— EXCERPTED PASSAGE —
□ □ □ □ □ □ □

By Jack Nicas and Jay Greene
Google conquered internet search. It is having a tougher time
winning the rapidly growing cloud-computing industry.
Google is pitching potential corporate customers on its vast
network of computers and artificial-intelligence tools, and often
undercutting the prices of the two incumbents that dwarf it,
cloud-computing pioneer Amazon.com Inc. and corporate-tech veteran
Microsoft Corp.
But to catch those rivals, analysts say Google must build more
credibility among corporations wary of running their businesses on
the servers of an internet-search company with little experience
supporting the technology needs of big companies, other than its
own.
In response, Google has been expanding its sales, marketing and
customer-support staff in an effort to cater to traditional
industries.
But Google Cloud chief Diane Greene says the company's
technology, and not its business fundamentals, will help it
succeed. "The business-side stuff is not rocket science. It is
blocking and tackling," she said. "The part that is rocket science,
that's the part I like coming to the party with."
Google, a unit of Alphabet Inc., plans to tout its progress at
its cloud conference in San Francisco this week and announce new
customers, including global bank HSBC Holdings PLC. HSBC, which
also uses Amazon's cloud service, said it is using Google's
technology to improve its money-laundering detection, run
simulations and make complex calculations.
The shift to cloud computing threatens to displace billions of
dollars of tech spending as companies from corporate giants to hot
startups store their data and run their digital businesses on other
companies' computer servers.
Google faces an uphill battle against Amazon and Microsoft. The
industry juggernaut, Amazon Web Services, earned $12.22 billion in
cloud revenues last year, while Deutsche Bank estimates $2.42
billion for Microsoft's Azure cloud service and $900 million for
Google. Those numbers don't include sales of cloud-based
productivity tools, such as Microsoft's Office 365 and Google's
Gmail and Google Docs.

□ □ □ □ □ □ □

— STORED RECORDS —

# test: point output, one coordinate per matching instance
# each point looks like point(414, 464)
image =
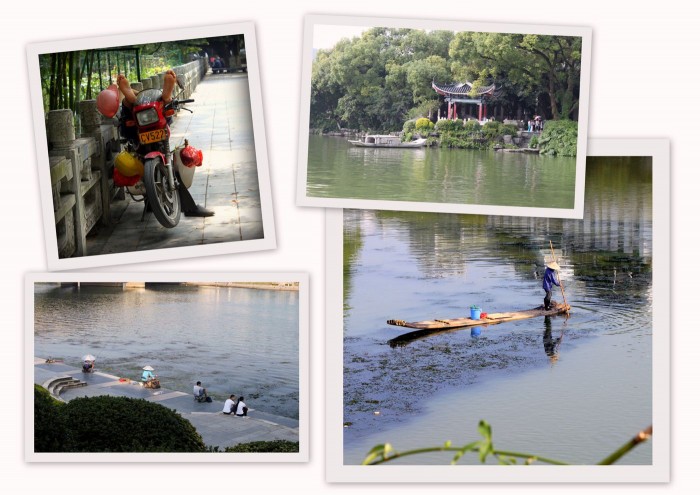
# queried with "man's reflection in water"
point(551, 345)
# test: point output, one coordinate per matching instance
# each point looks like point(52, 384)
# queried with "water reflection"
point(551, 344)
point(235, 340)
point(337, 170)
point(417, 266)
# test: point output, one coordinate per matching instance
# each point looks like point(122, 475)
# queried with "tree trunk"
point(52, 81)
point(552, 91)
point(90, 60)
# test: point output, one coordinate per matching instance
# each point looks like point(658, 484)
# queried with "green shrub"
point(49, 430)
point(269, 446)
point(424, 125)
point(559, 137)
point(122, 424)
point(492, 129)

□ □ □ □ □ □ □

— GIVEN PROBLEM —
In the article on Google's cloud-computing business, which global bank does Google plan to announce as a new customer at its San Francisco conference?

— REPLY —
HSBC Holdings PLC